WORK TO DO - Convert the lines from the one containing "Target: overcast sky" through the one containing "258 10 L 261" into a Markdown table with columns Row and Line, numbering each line and skipping blank ones.

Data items
----

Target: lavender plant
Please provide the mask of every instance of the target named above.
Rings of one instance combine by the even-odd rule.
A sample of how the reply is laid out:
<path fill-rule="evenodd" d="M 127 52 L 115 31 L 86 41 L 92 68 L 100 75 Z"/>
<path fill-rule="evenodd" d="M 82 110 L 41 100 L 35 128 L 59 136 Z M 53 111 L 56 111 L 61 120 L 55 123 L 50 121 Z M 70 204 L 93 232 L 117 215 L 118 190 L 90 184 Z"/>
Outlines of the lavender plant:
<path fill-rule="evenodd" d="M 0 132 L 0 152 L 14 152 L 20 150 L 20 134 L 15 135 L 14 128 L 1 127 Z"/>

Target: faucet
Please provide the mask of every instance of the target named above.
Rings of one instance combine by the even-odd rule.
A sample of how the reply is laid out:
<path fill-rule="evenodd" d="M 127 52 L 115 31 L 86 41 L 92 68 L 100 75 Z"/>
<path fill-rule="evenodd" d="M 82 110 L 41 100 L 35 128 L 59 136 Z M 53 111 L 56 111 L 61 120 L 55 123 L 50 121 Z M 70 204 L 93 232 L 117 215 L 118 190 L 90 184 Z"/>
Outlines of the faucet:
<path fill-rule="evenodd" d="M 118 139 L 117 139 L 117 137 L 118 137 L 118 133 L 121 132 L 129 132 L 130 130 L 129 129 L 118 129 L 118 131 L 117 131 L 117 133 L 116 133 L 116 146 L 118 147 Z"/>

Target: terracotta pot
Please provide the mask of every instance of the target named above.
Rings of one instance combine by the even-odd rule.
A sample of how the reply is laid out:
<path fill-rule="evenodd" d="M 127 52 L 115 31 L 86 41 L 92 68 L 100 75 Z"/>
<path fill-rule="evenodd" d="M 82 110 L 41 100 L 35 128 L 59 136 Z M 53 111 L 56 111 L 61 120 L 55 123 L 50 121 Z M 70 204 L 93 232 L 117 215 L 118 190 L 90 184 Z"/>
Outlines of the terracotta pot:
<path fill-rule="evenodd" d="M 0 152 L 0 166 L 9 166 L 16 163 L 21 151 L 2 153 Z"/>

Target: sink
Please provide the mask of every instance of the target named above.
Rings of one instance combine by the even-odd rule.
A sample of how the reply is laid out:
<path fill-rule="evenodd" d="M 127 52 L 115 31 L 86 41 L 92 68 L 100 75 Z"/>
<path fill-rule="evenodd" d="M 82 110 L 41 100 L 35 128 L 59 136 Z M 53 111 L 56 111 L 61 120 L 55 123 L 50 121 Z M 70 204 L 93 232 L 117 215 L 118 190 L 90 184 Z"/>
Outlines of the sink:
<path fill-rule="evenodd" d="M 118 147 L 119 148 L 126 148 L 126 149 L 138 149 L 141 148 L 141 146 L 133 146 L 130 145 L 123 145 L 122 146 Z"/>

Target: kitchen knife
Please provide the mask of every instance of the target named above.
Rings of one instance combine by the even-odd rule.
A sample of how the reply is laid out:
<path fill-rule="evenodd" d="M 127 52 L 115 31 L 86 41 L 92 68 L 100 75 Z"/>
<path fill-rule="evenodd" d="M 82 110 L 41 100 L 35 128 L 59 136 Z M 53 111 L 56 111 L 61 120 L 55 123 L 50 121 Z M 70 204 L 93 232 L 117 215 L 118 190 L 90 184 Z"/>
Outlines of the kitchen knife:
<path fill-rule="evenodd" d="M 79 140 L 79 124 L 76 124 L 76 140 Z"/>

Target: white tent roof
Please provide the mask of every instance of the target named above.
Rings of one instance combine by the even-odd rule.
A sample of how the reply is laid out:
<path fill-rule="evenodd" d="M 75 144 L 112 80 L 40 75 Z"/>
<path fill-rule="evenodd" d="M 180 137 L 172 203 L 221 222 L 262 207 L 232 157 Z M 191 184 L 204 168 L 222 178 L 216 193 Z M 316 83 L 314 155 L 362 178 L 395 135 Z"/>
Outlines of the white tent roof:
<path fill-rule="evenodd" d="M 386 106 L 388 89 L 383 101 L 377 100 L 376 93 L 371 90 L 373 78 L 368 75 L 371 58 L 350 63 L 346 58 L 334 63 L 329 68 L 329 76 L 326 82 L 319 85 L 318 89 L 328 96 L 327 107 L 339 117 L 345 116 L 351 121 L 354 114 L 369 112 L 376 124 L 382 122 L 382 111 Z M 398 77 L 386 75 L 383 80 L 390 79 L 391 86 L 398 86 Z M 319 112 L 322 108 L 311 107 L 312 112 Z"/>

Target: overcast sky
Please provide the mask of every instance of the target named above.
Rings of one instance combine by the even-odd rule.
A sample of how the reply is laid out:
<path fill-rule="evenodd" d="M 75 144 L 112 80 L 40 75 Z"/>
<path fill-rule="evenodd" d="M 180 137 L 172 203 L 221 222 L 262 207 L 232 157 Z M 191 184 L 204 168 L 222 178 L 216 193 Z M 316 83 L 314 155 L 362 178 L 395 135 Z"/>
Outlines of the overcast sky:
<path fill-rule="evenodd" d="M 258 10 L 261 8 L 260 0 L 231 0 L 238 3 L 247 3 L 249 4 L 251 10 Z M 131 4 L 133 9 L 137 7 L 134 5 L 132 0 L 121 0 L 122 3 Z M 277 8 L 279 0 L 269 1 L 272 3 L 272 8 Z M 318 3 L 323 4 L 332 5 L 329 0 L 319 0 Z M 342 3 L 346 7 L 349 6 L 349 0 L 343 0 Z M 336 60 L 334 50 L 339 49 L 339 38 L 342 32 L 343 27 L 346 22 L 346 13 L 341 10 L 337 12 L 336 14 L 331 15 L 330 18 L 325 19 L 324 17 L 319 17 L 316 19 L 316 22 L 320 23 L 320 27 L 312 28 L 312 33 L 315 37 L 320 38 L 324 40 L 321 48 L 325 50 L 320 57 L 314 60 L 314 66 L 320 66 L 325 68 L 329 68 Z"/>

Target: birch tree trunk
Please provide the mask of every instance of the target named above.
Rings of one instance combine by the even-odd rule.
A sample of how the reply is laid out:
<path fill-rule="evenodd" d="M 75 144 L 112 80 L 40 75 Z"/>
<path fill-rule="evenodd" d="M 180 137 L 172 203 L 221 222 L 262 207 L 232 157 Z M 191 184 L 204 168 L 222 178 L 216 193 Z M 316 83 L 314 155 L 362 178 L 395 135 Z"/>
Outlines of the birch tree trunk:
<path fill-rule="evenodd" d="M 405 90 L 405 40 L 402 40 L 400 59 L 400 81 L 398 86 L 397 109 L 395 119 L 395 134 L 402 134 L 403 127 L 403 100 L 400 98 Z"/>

----

REPLY -
| Row | Line |
|---|---|
| 1 | Target: overcast sky |
| 2 | Please provide the mask of every instance of the target named above. |
| 3 | Rings of one instance combine by the even-odd rule. |
| 4 | A sample of how the reply is laid out: |
| 5 | <path fill-rule="evenodd" d="M 75 144 L 112 80 L 40 75 Z"/> |
| 6 | <path fill-rule="evenodd" d="M 180 137 L 172 203 L 221 222 L 262 207 L 232 157 Z M 191 184 L 204 168 L 222 178 L 216 193 Z M 316 83 L 314 155 L 362 178 L 395 135 Z"/> |
| 7 | Outlines of the overcast sky: |
| 8 | <path fill-rule="evenodd" d="M 258 10 L 261 8 L 260 0 L 231 0 L 238 3 L 247 3 L 249 4 L 251 10 Z M 131 4 L 133 9 L 137 7 L 134 5 L 132 0 L 121 0 L 122 3 Z M 277 8 L 279 0 L 269 1 L 272 3 L 272 8 Z M 318 3 L 323 4 L 332 5 L 329 0 L 319 0 Z M 342 3 L 346 7 L 349 6 L 349 0 L 343 0 Z M 336 60 L 334 50 L 339 49 L 339 38 L 342 32 L 343 27 L 346 22 L 346 13 L 341 10 L 337 12 L 336 14 L 331 15 L 330 18 L 325 19 L 324 17 L 319 17 L 316 19 L 316 22 L 320 23 L 320 27 L 312 28 L 312 33 L 315 37 L 320 38 L 324 40 L 321 48 L 325 50 L 320 57 L 314 60 L 314 66 L 320 66 L 325 68 L 329 68 Z"/> |